───── Data for processing

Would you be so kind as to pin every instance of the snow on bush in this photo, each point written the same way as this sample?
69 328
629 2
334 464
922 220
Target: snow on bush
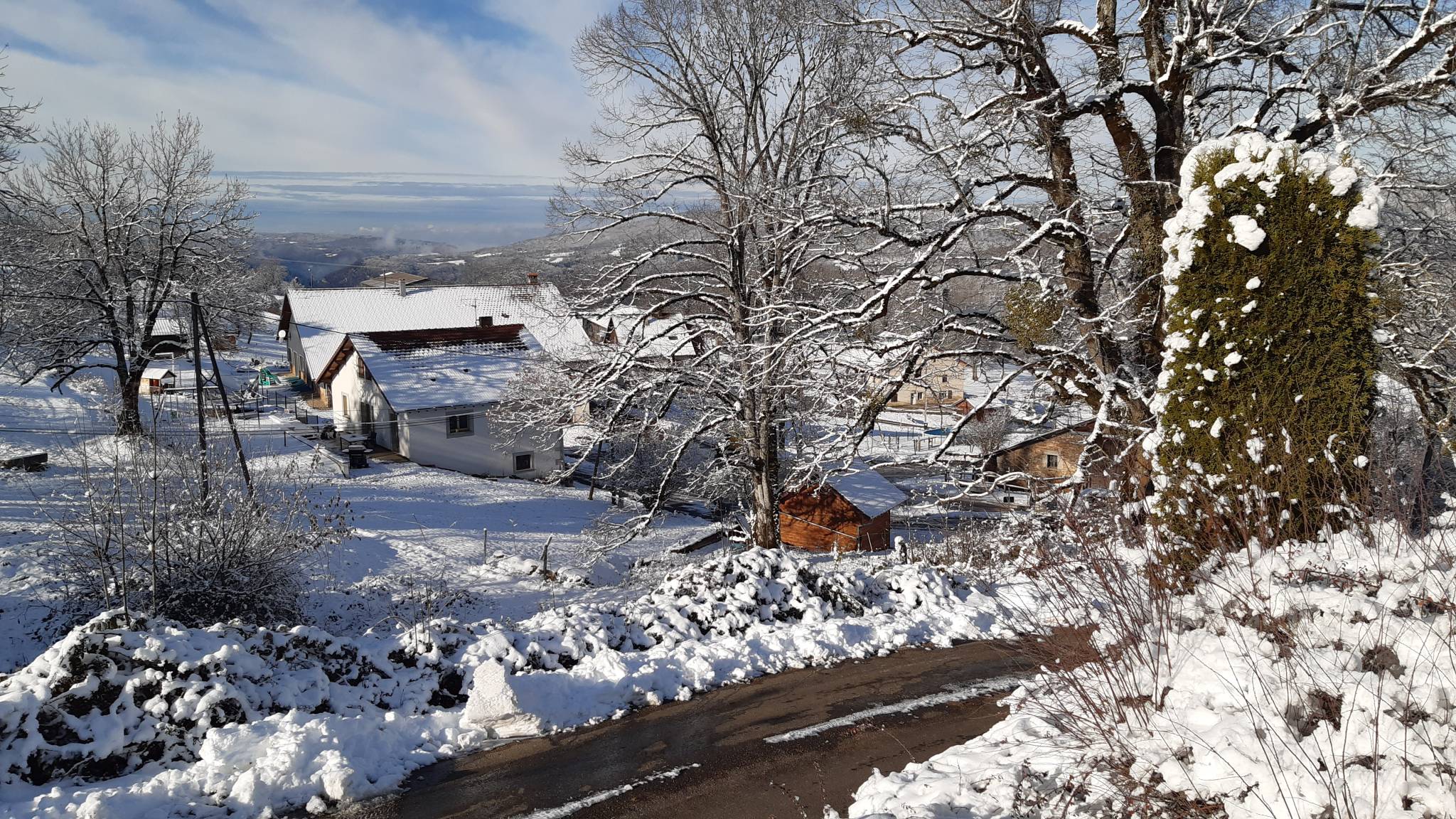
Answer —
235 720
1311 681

──────────
───── Data for processing

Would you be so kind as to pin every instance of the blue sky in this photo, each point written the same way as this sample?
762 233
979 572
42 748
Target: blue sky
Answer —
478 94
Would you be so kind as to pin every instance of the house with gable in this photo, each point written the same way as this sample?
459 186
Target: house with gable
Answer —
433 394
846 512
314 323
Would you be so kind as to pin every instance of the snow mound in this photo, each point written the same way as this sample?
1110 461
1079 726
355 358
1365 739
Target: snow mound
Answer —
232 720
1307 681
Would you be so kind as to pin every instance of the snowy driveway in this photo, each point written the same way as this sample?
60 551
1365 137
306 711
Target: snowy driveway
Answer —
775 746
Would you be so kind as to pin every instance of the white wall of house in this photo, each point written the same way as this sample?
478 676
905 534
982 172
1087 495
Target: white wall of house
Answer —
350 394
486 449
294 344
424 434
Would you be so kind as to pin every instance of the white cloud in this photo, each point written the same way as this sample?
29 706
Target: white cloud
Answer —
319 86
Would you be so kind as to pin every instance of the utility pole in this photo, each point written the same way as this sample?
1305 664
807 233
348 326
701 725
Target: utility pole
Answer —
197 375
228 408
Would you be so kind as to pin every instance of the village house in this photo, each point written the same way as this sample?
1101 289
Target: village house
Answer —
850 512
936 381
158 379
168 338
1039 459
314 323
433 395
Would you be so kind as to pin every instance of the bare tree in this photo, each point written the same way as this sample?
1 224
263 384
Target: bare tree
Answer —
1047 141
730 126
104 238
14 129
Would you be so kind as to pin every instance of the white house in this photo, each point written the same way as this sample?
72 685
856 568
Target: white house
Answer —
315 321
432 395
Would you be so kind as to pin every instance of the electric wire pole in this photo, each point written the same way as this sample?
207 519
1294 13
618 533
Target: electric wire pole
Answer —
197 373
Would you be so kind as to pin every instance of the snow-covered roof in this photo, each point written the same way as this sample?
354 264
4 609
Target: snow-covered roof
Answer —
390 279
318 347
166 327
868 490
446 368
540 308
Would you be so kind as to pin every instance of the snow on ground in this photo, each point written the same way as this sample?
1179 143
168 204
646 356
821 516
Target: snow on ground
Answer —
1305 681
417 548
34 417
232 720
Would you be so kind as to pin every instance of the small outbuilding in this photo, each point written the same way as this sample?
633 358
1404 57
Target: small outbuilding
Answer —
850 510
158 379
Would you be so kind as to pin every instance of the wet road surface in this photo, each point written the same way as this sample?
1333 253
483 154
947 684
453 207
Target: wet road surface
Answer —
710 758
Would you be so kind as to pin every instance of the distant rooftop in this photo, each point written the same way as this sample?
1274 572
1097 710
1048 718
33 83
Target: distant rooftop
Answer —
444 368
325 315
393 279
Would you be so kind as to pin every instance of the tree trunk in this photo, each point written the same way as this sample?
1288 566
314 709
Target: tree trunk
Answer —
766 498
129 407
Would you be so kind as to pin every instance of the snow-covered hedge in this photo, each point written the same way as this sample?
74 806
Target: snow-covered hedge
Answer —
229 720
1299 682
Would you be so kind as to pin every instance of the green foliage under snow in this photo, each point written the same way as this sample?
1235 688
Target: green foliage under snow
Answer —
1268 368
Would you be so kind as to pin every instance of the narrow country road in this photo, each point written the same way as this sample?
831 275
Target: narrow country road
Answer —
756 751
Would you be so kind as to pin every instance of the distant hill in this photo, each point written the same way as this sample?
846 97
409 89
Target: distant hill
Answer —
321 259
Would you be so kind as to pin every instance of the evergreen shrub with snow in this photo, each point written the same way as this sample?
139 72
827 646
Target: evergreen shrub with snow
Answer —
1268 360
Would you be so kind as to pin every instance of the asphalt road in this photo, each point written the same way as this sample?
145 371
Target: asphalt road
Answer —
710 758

──────────

Task to carry out ::
Locate every line of the records that contains the word "blue" and copy each one.

Answer to the exercise ::
Would you be so kind as to pin every instance of the blue sky in this photo, each point written the same way as this sample?
Target: blue sky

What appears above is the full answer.